= Task statement =
Output the stretch of the records below, from their start through the line containing "point(434, 247)", as a JSON list of strings with one string per line. Skip blank lines and leave out the pictures.

= Data lines =
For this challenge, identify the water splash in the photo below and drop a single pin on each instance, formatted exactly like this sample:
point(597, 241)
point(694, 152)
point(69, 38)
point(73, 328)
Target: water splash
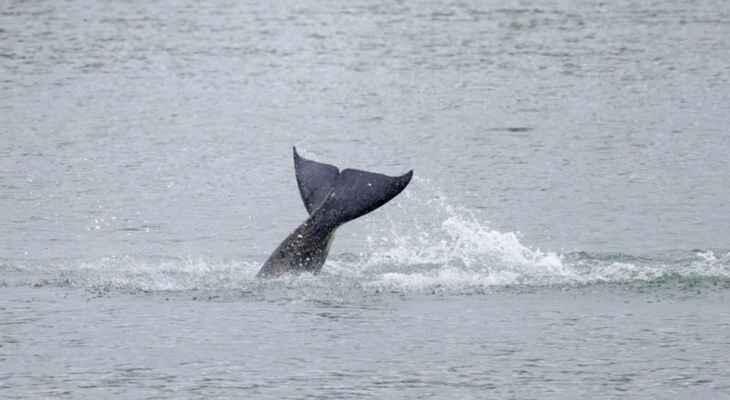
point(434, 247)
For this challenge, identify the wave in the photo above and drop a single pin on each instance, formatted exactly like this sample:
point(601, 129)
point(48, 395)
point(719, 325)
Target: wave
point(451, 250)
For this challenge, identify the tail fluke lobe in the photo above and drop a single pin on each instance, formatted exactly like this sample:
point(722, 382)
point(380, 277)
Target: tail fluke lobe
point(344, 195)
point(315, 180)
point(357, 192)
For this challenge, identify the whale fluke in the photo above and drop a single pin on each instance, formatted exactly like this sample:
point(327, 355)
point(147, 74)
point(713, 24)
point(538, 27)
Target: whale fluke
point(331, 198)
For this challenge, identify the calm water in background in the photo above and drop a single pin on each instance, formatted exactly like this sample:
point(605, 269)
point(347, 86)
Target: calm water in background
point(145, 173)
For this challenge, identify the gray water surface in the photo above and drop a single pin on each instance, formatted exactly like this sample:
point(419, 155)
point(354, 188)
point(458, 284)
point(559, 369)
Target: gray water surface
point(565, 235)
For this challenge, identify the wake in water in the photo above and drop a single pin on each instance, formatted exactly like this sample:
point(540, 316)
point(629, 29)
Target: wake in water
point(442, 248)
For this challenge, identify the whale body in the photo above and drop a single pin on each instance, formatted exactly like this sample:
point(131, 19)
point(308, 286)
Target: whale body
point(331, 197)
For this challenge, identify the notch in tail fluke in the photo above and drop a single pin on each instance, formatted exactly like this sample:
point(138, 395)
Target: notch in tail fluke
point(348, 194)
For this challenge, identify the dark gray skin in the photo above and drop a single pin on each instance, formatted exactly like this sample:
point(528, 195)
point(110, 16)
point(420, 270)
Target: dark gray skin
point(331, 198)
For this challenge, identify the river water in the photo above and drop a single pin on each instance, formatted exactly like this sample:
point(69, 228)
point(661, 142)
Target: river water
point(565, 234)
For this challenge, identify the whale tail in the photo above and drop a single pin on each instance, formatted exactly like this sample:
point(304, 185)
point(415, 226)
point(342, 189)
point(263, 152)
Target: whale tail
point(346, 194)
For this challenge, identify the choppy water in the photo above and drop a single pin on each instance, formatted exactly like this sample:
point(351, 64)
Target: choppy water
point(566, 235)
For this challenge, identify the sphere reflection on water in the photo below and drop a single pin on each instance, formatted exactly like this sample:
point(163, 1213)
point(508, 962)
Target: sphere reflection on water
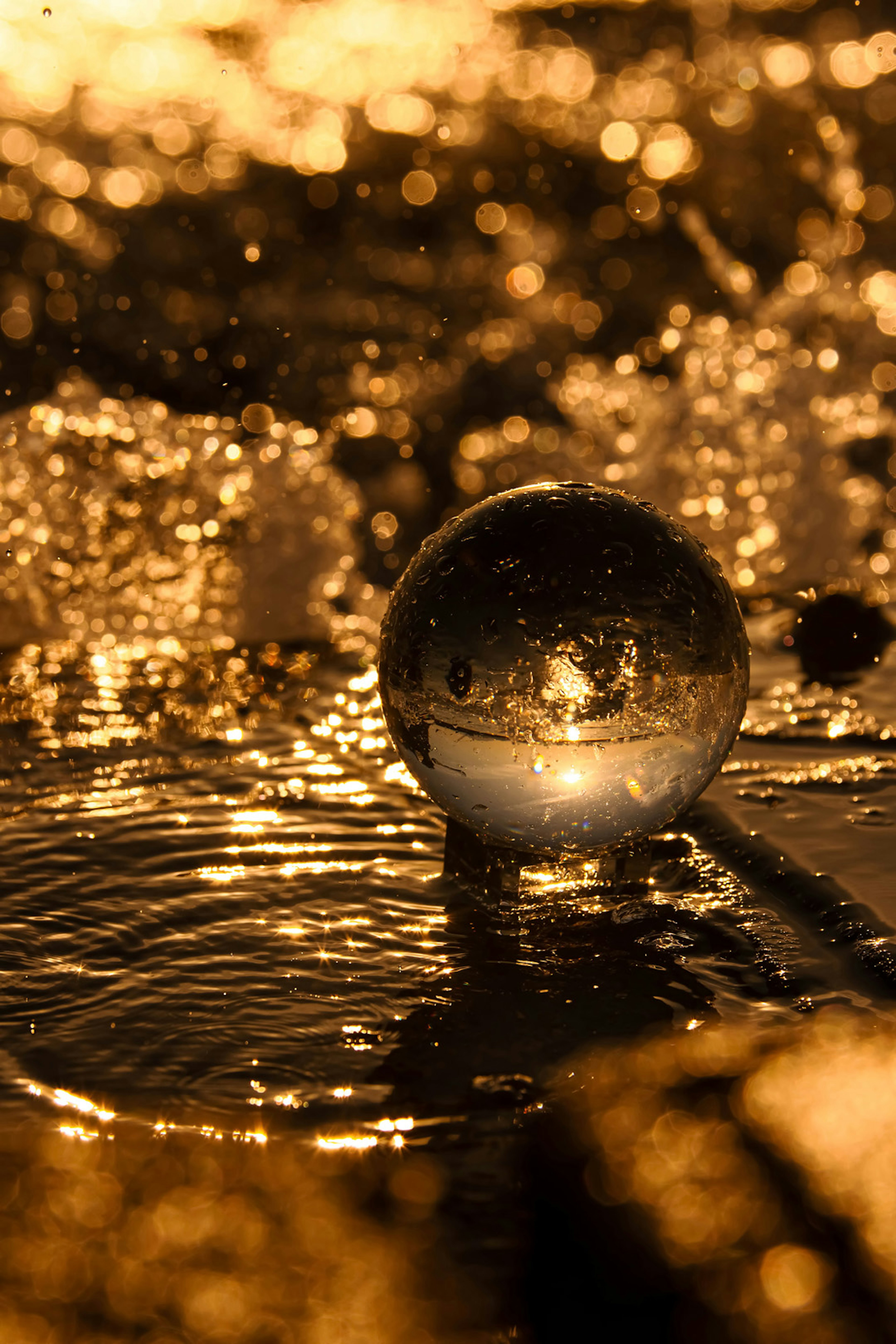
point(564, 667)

= The completed task =
[
  "For this challenge, identify the water splash in the photo below and drop a single pin on each instance, formatted exactly like this sample:",
  "point(597, 241)",
  "point(694, 152)",
  "point(69, 38)",
  "point(73, 328)",
  "Target: water splash",
  "point(434, 247)"
]